#### Work order
Without including any image, repeat every record exactly.
===== The data
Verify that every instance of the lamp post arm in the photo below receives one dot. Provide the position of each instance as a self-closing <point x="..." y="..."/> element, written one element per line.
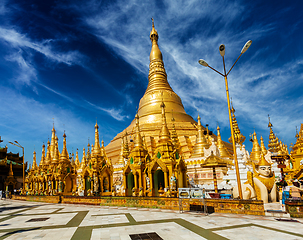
<point x="224" y="66"/>
<point x="234" y="64"/>
<point x="215" y="70"/>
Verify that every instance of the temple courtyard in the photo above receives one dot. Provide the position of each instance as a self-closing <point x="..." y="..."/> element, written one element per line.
<point x="33" y="220"/>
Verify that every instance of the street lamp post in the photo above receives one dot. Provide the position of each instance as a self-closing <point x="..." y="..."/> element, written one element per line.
<point x="205" y="64"/>
<point x="19" y="145"/>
==========
#### Exercise output
Verify that every instance of the lamp post arm in the photo below receives one dot. Provide the position of each instance as a self-closing <point x="..." y="..."/> element, written one element per line.
<point x="224" y="66"/>
<point x="234" y="64"/>
<point x="215" y="70"/>
Verify that every instance of the temple courtyard in the photo above receives one dot. Provide the position of each instance as a self-closing <point x="..." y="..."/> element, written one element per line.
<point x="33" y="220"/>
Verify that every instance of the street lamp post in the photo above receives one dot. Provide the position of each instance as a self-closing <point x="..." y="..."/> element, written one element per line.
<point x="205" y="64"/>
<point x="19" y="145"/>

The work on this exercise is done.